Text passage:

= Beginning of Section =

Health and Medical


Surgery ban on smokers



By Tanya Taylor, medical reporter
The Herald Sun
February 8, 2001


DOCTORS are refusing smokers potentially life-saving surgery until they quit their habit.

Physicians and surgeons at Melbourne's top hospitals told the Herald Sun they are denying smokers elective treatment such as lung and heart transplants, lung reduction surgery, artery by-passes and coronary artery grafts.

Alfred Hospital respiratory physician Associate Professor Greg Snell said reasons for the ban were medical and moral.

"There's not enough health dollars to go around," he said. "It is within our mandate to ration services and smoking is one way to define the patient population.

"It is common practice to not do elective surgery, and certainly some lung operations, on people who smoke."

Austin and Repatriation Medical Centre senior respiratory physician Associate Professor Lou Irving said it was left to each doctor how to deal with smokers.

"Why should taxpayers pay for it? It is consuming resources for someone who is contributing to their own demise.

"We'd be better off putting the money into the prevention and treatment of tobacco addiction."

Prof. Irving said he knew of many vascular and cardiac surgeons who would refuse treatment based on a patient's smoking status.

"My policy is to very strongly discourage smoking and to encourage them to quit because smoking will reduce the effectiveness of the treatment," he said.

"I would not give treatment if I felt ongoing smoking would make the risk of the procedure too great."

Alfred Hospital patient Steve Marwick admitted yesterday that not even multiple injuries from a car accident could stop his craving.

"I know the people at the hospital are right but it's a pretty hard thing to give up," he said after sneaking out to smoke.

Prof. Irving said strong scientific evidence had shown smokers risked complications such as lung infections during operations requiring anaesthesia.

Austin policy meant smokers were strictly denied long-term supplemental oxygen to improve blood oxygen levels because it was too dangerous.

Prof. Irving said it disappointed him when patients refused to help themselves in avoiding tobacco-related diseases.

The Alfred's criteria on eligibility for lung transplants require a patient to have been smoke-free at least six months.

= End of Section =

Image point grounding data:
= Beginning of Section =

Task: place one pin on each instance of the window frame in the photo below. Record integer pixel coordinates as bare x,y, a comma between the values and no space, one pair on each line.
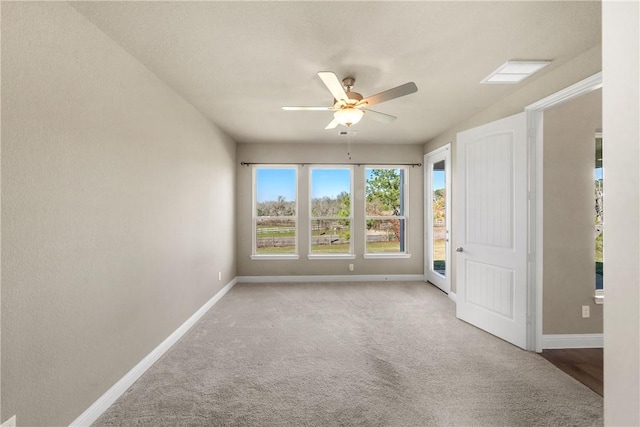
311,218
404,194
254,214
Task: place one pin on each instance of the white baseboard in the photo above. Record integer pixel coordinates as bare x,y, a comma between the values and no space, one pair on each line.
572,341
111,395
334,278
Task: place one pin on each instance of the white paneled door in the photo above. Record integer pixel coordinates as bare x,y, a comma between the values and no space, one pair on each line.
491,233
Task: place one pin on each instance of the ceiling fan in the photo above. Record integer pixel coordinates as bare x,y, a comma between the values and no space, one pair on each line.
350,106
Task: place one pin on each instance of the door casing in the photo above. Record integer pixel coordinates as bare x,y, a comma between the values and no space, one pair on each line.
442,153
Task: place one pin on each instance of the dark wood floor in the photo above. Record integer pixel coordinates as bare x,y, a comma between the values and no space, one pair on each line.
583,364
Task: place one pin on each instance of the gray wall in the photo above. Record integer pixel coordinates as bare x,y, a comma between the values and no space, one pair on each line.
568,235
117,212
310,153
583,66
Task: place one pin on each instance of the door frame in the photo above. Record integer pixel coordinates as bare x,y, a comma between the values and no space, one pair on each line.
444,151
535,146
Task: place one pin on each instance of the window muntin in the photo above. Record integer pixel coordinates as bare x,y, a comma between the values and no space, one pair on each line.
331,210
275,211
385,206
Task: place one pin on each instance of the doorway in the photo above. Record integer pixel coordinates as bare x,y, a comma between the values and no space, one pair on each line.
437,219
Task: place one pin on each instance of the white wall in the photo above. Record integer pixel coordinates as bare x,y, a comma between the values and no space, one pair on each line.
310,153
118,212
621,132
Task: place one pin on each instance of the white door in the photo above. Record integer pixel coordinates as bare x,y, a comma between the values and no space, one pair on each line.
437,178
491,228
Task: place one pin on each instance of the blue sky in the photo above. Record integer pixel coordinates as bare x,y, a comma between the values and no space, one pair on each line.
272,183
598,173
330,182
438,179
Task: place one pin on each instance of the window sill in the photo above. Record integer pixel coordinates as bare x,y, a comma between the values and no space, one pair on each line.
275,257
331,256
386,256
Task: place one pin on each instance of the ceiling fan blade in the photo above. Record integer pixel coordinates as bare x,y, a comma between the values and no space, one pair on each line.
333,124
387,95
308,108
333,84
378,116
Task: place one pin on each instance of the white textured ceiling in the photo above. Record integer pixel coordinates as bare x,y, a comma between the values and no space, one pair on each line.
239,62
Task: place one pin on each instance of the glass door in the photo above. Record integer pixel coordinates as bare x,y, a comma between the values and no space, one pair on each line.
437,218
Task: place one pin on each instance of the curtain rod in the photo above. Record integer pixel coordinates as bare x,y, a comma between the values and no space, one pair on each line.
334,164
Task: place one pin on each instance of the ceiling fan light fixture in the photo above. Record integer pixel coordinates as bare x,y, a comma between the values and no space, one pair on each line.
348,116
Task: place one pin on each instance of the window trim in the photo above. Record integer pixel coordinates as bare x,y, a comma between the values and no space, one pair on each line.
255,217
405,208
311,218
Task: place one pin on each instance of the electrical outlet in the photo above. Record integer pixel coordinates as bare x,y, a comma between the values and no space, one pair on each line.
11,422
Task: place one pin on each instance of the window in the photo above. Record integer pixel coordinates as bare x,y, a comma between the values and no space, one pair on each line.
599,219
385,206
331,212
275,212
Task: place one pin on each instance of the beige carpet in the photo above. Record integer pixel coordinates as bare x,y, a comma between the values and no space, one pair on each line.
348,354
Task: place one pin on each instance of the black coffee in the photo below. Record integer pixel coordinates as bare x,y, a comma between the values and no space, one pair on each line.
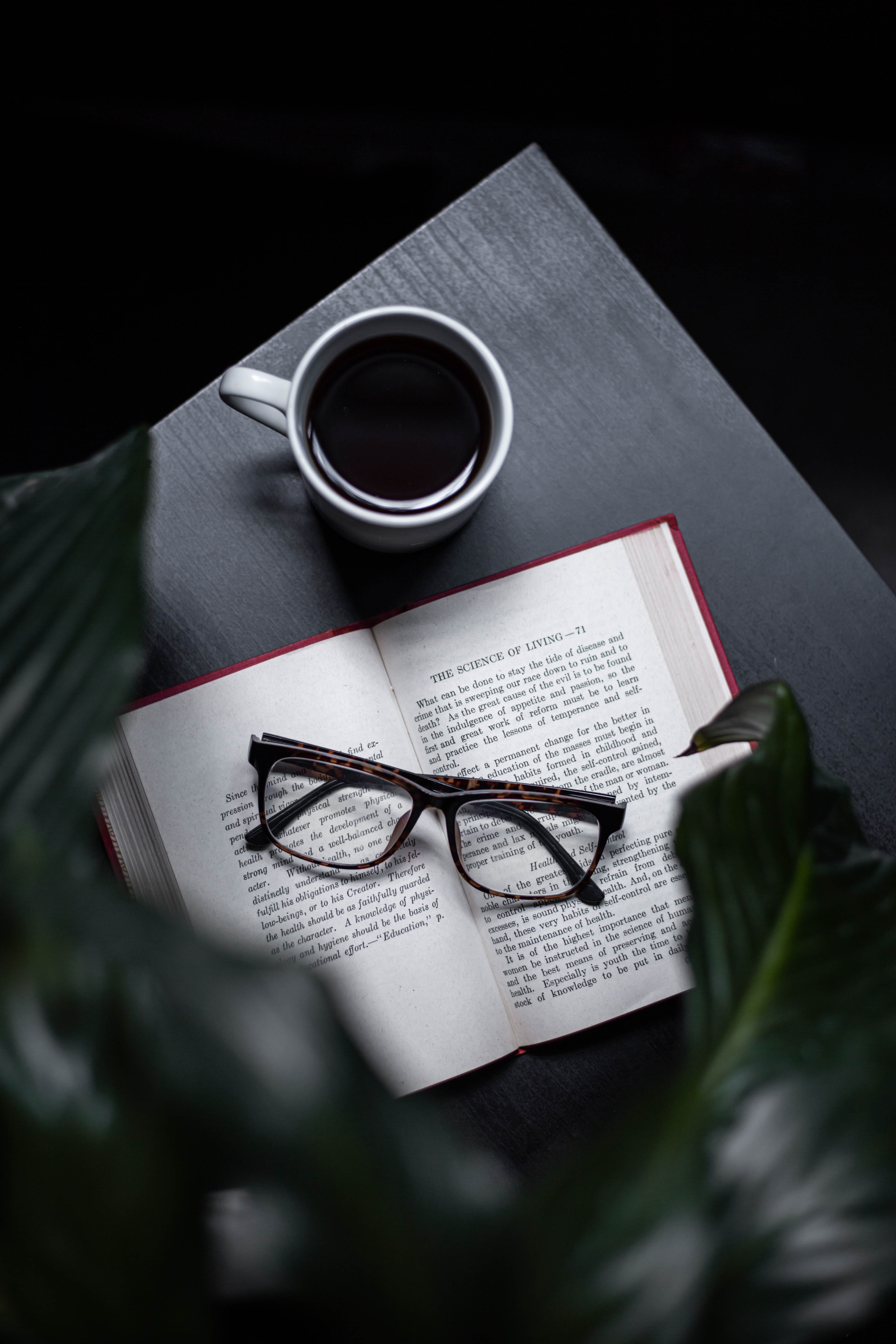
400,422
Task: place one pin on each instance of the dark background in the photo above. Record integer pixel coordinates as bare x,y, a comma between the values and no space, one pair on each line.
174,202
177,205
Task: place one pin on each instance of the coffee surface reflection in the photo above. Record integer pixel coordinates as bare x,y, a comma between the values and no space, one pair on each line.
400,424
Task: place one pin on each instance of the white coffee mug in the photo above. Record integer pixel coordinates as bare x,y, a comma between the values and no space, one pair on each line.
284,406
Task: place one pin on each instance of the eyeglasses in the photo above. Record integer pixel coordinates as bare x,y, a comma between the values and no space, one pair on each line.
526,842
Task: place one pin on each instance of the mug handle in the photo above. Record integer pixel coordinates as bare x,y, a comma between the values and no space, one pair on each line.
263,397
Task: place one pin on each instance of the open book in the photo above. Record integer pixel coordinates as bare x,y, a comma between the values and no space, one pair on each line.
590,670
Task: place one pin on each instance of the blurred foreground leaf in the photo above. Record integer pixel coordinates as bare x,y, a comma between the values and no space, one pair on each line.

= End of Section =

Directions:
A: Name every person identified by name in the article on the surgery ban for smokers.
B: According to the article on the surgery ban for smokers, how long must a patient have been smoke-free to be eligible for a lung transplant at the Alfred?
C: Proceed with the article on the surgery ban for smokers, picking up after its final sentence.
This material has no connection to the article on the surgery ban for smokers.

Answer set:
A: Tanya Taylor, Greg Snell, Lou Irving, Steve Marwick

B: At least six months.

C:
It says candidates must have been free of all substance addiction -- including alcohol, tobacco and narcotics -- for six months.

Prof. Snell said many other specialist treatment units, including heart and vascular, had more informal criteria.

Austin director of vascular surgery Andrew Roberts said research had proved smoking was risky in many types of surgery.

He said studies had shown the long-term results of bypass reconstructive surgery in smokers was deplorable. Unless someone risked losing a limb to gangrene or ulcers, he would refuse to perform the operation.

"Most vascular surgeons will not operate because they know the operation is likely to fail."

Royal Australasian College of Surgeons president Bruce Barraclough agreed some surgery was futile for smokers.

"Lung reduction surgery, for example, where the problem has been caused by smoking, well, there's not much point doing something that is life-threatening if the patient continues to smoke," he said.

Director of the Murdoch Childrens Research Institute ethics program Julian Savulescu said singling out smokers was inconsistent. Many illnesses could also be blamed on a patient's lifestyle, such as obesity and heart disease.

"In principle, the idea of making people responsible for their illness by paying for the consequences of their actions is attractive to some," he said. "But in practice it will ultimately lead to selective discrimination."

He said smokers theoretically paid for extra health care costs through tobacco taxes.